General McNair sought leaders who were not only expert in command but not afraid to exercise it. This was for him one of the meanings of fearless leadership. The complementary quality was loyal compliance with orders. He himself embodied his conception of command in both aspects. As commander of the Army Ground Forces he expected and exercised positive leadership, but regarded it as his duty, once he had presented his views to higher authority, not to argue but to obey. The Army Ground Forces was operated by General McNair as a strictly military command.
Strength and Initial Organization
In numerical strength the Army Ground Forces was a large command. From 9 March 1942 until ______ it was the largest single command in the Army of the United States. Its total strength on 1 May 1942 was approximately 780,000. This figure more than doubled during 1942 and reached a peak of 2,200,000 on 1 July 1943. In addition to the 1,750,000 individuals under command of the Army Ground Forces on 1 January 1944, units with an enlisted strength of over 900,000 and many thousands of replacements, trained by Army Ground Forces, had by that date arrived in Ports of Embarkation for shipment overseas. All but the last two aggregates include the officers and enlisted men employed in conducting the training program of the Army Ground Forces but inasmuch as the trainers were, for the most part, themselves being prepared for combat, the figures given provide a fair, if approximate, measure of the numbers for whose organization, equipment and training for combat Army Ground Forces was responsible.[40] It was the biggest single training organization the United States had ever set up.
The means with which Army Ground Forces was provided for the discharge of its mission in March 1942 were as follows: a headquarters, with a supporting headquarters company, located in Washington; a Replacement and School Command; the Armored Force; a Tank Destroyer Command; an Antiaircraft Command; and, distributed, under these special commands, eight unit training centers; fourteen replacement training centers, and seven service schools and boards of the various arms of the ground forces. The tactical units initially placed under the command of General McNair consisted of two armies, the Second and Third, with headquarters at Memphis, Tennessee and Fort Sam Houston, Texas, and two separate corps, the II and VI, with headquarters at Jacksonville, Florida and Providence, Rhode Island. Service units supporting ground combat troops were assigned to the tactical commands of the Army Ground Forces, as required, by their tables of organization. Such assignment for training was essential to the development of larger tactical units as teams, and they received training in their service specialties as well as in tactical cooperation under the direction of Army Ground Forces.[41]
Organization of Developmental Functions
The organization of the Army Ground Forces reflected the two sides of its mission. One was the training of tactical units, from the platoon, battery, troop, and company up to the army, together with their supporting units, as fighting teams. This was consistently regarded by Army Ground Forces as its primary mission. The other comprised the developmental functions of the arms combined in Army Ground Forces.

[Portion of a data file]
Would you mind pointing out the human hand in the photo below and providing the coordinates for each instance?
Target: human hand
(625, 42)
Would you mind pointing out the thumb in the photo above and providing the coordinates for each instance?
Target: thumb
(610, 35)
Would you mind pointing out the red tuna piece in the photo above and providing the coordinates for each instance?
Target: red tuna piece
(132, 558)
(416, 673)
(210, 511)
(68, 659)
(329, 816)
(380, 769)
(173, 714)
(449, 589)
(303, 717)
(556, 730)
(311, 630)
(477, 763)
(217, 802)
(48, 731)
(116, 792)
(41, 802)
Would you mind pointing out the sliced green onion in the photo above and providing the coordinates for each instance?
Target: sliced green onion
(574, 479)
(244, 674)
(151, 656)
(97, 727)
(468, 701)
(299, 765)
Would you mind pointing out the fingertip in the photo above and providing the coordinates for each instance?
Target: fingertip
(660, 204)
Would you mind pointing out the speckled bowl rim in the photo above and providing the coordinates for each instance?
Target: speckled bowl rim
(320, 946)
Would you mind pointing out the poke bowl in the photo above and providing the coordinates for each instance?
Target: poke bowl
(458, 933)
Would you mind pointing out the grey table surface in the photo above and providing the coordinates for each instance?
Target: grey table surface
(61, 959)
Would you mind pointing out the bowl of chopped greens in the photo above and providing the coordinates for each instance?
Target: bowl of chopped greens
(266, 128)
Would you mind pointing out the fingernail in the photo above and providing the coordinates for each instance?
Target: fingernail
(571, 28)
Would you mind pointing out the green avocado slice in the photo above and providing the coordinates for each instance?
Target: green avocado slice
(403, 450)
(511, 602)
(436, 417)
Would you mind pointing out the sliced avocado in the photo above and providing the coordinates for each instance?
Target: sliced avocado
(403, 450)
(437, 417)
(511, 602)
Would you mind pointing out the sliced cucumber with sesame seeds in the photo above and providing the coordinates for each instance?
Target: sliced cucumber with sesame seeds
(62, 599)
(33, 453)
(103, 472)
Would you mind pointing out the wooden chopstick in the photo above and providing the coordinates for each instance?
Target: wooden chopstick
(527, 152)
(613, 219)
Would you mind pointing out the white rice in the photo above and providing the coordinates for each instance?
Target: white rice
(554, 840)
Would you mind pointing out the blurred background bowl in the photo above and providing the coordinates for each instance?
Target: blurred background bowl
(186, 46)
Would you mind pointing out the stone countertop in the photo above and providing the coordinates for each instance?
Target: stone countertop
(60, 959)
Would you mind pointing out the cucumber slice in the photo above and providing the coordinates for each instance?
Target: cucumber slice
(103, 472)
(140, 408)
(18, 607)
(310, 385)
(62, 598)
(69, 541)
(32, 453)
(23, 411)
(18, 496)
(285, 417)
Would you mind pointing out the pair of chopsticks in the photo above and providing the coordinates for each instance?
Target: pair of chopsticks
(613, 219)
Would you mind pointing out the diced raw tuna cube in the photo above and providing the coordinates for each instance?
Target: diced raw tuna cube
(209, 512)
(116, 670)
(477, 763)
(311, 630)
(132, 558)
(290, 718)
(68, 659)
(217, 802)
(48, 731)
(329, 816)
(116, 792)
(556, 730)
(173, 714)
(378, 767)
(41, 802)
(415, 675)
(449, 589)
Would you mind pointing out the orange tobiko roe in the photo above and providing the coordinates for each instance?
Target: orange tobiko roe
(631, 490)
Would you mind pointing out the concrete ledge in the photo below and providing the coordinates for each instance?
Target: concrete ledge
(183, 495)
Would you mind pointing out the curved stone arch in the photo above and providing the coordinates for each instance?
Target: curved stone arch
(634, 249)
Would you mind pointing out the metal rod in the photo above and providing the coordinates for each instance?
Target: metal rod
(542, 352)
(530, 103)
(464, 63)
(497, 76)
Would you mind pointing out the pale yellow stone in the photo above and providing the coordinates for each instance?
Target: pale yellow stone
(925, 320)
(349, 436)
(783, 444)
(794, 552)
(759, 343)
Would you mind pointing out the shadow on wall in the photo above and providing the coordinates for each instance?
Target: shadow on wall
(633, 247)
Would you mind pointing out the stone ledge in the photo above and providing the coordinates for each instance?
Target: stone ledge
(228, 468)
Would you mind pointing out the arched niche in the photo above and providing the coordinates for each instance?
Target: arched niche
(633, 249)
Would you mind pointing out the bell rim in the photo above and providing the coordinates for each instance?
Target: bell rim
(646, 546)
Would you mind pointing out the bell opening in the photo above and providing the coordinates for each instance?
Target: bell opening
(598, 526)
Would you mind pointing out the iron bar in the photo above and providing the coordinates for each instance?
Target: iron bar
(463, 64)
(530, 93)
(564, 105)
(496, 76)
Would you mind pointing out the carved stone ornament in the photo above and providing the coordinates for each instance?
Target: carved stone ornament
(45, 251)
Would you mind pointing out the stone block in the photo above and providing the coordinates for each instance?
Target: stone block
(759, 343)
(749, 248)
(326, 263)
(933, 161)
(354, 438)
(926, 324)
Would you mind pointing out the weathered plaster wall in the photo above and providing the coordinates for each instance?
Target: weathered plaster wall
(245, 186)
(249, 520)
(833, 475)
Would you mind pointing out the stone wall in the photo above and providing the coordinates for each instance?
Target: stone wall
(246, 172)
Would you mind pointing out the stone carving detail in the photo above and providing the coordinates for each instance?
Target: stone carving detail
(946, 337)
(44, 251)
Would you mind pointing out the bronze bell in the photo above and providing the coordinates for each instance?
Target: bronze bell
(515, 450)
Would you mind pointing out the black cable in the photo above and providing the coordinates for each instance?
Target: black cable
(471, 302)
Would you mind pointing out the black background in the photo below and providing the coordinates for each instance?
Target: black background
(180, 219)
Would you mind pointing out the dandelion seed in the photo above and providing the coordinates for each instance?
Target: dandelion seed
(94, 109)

◆ GIVEN INSTRUCTION 1:
Answer these questions from the passage on the Army Ground Forces:
(a) What was the approximate total strength of the Army Ground Forces on 1 May 1942?
(b) Where were the headquarters of the Second and Third armies located?
(c) What did the Army Ground Forces consistently regard as its primary mission?
◆ GIVEN INSTRUCTION 2: Report each line of the records that contains the word "shadow".

◆ EXPECTED OUTPUT 1:
(a) Approximately 780,000.
(b) The Second and Third armies had headquarters at Memphis, Tennessee, and Fort Sam Houston, Texas.
(c) Training tactical units, from the platoon, battery, troop, and company up to the army, together with their supporting units, as fighting teams.

◆ EXPECTED OUTPUT 2:
Would you mind pointing out the shadow on wall in the photo above and providing the coordinates for each instance?
Target: shadow on wall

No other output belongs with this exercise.